▶ _The data_:
((

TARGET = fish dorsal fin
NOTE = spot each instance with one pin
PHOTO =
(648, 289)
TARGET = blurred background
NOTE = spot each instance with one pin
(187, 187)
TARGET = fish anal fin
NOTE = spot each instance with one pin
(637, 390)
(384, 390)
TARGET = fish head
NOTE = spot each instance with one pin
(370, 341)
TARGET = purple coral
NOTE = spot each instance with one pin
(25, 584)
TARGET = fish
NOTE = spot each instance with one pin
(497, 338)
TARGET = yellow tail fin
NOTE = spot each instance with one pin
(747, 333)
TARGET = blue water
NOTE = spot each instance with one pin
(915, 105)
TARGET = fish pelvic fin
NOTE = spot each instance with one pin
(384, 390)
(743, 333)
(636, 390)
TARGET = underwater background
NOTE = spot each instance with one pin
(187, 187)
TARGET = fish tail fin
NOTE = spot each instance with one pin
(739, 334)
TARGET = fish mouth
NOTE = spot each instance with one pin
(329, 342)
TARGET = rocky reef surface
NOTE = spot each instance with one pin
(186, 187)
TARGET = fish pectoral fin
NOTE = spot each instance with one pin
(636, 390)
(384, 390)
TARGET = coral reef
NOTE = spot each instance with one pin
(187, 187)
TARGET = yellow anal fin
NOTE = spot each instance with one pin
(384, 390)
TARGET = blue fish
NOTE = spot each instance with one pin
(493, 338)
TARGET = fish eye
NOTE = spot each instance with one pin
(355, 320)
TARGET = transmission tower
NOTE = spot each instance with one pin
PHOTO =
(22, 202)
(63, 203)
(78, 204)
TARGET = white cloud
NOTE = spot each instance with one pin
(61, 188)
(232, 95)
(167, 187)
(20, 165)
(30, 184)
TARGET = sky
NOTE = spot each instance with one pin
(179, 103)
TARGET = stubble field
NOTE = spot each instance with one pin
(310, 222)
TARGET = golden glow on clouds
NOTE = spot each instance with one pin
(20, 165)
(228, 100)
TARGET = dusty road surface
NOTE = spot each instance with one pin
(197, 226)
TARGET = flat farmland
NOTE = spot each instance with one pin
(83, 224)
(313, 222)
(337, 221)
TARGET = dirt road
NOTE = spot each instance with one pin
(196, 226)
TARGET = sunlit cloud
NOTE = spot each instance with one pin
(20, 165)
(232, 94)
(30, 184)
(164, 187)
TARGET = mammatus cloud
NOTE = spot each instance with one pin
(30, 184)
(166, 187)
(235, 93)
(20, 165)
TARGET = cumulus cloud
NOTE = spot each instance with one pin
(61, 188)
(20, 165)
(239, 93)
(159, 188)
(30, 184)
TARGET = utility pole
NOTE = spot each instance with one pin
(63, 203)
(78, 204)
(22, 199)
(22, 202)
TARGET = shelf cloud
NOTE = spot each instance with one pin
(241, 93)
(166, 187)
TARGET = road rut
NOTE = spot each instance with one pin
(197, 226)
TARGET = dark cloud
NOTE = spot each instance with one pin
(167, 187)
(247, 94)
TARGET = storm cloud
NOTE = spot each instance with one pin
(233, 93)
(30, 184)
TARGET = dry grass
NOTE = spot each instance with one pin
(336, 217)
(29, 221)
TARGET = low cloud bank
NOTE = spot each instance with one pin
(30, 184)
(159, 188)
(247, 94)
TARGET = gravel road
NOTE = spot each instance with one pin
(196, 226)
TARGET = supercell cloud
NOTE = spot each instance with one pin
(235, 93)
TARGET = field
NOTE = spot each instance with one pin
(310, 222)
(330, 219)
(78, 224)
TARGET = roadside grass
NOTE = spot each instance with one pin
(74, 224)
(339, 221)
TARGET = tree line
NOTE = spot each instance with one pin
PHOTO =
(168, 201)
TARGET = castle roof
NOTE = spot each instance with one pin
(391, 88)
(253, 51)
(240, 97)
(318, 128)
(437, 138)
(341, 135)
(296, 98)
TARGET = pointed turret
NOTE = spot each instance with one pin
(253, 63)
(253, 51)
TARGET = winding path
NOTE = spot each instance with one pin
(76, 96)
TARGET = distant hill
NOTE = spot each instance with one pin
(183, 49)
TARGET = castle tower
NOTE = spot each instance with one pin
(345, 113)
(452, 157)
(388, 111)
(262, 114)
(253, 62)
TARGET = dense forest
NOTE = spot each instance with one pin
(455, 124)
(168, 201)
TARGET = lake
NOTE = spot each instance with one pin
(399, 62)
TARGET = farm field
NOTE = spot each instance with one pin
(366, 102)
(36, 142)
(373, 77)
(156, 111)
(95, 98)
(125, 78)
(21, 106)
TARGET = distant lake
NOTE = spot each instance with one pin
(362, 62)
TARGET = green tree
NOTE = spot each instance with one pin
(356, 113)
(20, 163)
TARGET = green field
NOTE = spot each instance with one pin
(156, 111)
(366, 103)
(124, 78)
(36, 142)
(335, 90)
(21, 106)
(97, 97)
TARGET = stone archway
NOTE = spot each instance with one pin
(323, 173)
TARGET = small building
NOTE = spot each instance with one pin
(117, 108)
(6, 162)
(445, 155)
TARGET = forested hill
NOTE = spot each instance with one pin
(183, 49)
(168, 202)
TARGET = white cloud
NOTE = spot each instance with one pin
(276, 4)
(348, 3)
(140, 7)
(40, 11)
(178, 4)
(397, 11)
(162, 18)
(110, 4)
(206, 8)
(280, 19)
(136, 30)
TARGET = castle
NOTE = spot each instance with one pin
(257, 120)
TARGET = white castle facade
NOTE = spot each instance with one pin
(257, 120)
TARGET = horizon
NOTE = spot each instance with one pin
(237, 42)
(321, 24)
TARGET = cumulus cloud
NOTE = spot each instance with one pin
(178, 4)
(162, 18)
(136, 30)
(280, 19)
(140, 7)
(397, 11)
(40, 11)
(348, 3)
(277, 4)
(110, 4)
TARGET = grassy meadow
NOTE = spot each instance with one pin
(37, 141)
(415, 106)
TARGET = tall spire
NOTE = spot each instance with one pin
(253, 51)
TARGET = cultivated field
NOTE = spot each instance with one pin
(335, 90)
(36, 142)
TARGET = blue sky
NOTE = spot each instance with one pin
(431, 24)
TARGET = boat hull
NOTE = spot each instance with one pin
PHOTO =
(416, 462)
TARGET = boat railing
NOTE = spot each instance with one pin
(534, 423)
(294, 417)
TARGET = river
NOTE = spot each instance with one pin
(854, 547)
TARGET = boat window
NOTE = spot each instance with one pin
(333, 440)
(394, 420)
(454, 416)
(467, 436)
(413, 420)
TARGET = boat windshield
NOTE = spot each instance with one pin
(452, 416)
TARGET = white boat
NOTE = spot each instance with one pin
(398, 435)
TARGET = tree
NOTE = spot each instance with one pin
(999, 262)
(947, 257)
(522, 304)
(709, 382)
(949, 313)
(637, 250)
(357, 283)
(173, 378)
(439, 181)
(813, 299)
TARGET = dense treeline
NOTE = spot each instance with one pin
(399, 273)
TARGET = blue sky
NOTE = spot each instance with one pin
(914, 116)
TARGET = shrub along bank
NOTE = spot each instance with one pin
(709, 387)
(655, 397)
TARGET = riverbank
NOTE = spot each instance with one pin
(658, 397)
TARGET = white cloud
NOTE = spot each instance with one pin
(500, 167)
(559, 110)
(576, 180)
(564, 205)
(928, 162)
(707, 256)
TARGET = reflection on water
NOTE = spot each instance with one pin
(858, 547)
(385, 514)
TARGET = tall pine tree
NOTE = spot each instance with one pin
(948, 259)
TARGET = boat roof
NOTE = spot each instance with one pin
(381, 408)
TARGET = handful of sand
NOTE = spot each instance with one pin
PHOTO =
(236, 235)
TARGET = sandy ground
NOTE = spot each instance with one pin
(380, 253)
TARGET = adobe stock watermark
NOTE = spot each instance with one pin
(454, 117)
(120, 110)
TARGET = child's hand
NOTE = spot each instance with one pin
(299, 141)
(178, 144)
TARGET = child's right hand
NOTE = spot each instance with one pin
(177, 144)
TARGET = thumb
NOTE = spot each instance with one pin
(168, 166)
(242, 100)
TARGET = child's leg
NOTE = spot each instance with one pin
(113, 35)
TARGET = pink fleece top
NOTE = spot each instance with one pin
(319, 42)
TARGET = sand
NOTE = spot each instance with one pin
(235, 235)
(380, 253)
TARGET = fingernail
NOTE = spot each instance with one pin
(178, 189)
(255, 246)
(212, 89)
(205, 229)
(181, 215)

))

▶ _Exercise_:
Take the line with "TARGET = shrub along bank" and all lines after it to the last line, and reproduce them exactly.

▶ _Response for this exercise_:
TARGET = shrub along bank
NOTE = spot each instance with one pin
(709, 387)
(655, 397)
TARGET = riverbank
NOTE = spot each instance with one pin
(658, 397)
TARGET = white cloud
NOTE = spot each instance with one pin
(500, 167)
(559, 110)
(576, 180)
(564, 205)
(928, 162)
(707, 256)
TARGET = reflection on water
NOTE = spot each instance with one pin
(858, 547)
(385, 514)
TARGET = tall pine tree
NOTE = spot each instance with one pin
(948, 259)
TARGET = boat roof
NOTE = spot each instance with one pin
(381, 408)
TARGET = handful of sand
NOTE = spot each instance with one pin
PHOTO =
(236, 235)
TARGET = sandy ground
NOTE = spot each instance with one pin
(380, 253)
TARGET = adobe stock watermark
NOTE = spot each instance with one pin
(454, 117)
(120, 110)
TARGET = child's hand
NOTE = spot each instance with one pin
(299, 141)
(178, 144)
TARGET = child's right hand
NOTE = spot each instance with one pin
(177, 144)
TARGET = thumb
NOTE = spot each instance with one pin
(168, 166)
(242, 100)
TARGET = child's leg
NOTE = spot each instance with one pin
(113, 35)
TARGET = pink fleece top
NOTE = spot each instance with one pin
(319, 42)
TARGET = sand
NOTE = spot each instance with one pin
(235, 235)
(380, 253)
TARGET = fingernail
NOTE = spot each instance with one pin
(178, 189)
(255, 246)
(212, 89)
(205, 229)
(181, 215)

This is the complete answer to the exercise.